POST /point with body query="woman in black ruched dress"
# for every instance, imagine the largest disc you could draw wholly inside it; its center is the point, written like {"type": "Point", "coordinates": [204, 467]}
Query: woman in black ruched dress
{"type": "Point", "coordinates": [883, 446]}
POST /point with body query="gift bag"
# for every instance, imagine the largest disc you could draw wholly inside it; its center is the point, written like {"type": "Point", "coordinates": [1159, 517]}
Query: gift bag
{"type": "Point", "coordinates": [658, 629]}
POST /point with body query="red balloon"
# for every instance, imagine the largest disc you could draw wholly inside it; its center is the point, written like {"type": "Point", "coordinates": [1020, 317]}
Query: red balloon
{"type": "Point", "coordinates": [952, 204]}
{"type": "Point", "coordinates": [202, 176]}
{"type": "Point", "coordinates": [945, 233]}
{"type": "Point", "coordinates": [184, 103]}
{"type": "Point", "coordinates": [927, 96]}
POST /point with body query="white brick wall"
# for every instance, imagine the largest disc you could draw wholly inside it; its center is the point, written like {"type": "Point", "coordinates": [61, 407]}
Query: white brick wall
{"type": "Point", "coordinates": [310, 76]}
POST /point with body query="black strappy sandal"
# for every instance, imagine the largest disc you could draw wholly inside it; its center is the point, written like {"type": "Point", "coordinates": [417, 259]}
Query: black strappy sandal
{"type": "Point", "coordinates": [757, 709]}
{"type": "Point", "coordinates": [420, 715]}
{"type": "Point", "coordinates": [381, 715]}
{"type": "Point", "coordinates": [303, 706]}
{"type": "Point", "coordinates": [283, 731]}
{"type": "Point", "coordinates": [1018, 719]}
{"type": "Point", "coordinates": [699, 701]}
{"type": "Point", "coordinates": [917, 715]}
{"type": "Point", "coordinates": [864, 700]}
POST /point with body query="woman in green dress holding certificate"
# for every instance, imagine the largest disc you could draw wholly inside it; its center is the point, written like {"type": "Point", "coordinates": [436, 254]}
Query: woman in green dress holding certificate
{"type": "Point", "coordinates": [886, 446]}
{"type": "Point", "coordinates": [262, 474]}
-=-=-=-=-
**Aim of the exercise:**
The task requires that all the material be restated word for word.

**Result:**
POST /point with body query="woman in black ruched dress"
# for every instance, imagine the largest disc you could draw wholly inside it; its center is the point, written like {"type": "Point", "coordinates": [204, 467]}
Query: woman in black ruched dress
{"type": "Point", "coordinates": [883, 446]}
POST /point with body query="gift bag"
# for every instance, imagine the largest disc you could draw wholly inside it; its center is the point, written like {"type": "Point", "coordinates": [1159, 517]}
Query: gift bag
{"type": "Point", "coordinates": [658, 629]}
POST /point with body query="red balloon"
# for every instance, imagine the largest disc you could draw wholly inside it; its center is the point, written like {"type": "Point", "coordinates": [1020, 317]}
Query: red balloon
{"type": "Point", "coordinates": [952, 204]}
{"type": "Point", "coordinates": [202, 176]}
{"type": "Point", "coordinates": [945, 233]}
{"type": "Point", "coordinates": [184, 103]}
{"type": "Point", "coordinates": [927, 96]}
POST /point with body query="white brick wall"
# for every instance, imagine the largest disc you could draw wholly inside it; its center is the point, written like {"type": "Point", "coordinates": [61, 407]}
Query: white brick wall
{"type": "Point", "coordinates": [310, 76]}
POST /point with body query="black strappy sandal"
# for every instance, imagine the largest disc you could draw wholly inside it; its center is the point, written like {"type": "Point", "coordinates": [417, 259]}
Query: black strappy sandal
{"type": "Point", "coordinates": [757, 709]}
{"type": "Point", "coordinates": [420, 715]}
{"type": "Point", "coordinates": [381, 715]}
{"type": "Point", "coordinates": [303, 706]}
{"type": "Point", "coordinates": [283, 731]}
{"type": "Point", "coordinates": [1018, 719]}
{"type": "Point", "coordinates": [699, 701]}
{"type": "Point", "coordinates": [917, 715]}
{"type": "Point", "coordinates": [864, 700]}
POST /point with body query="woman in green dress holding certificate"
# for every instance, imagine the largest disc you could draw wholly inside it; its center is the point, written like {"type": "Point", "coordinates": [436, 254]}
Query: woman in green dress holding certificate
{"type": "Point", "coordinates": [886, 446]}
{"type": "Point", "coordinates": [262, 474]}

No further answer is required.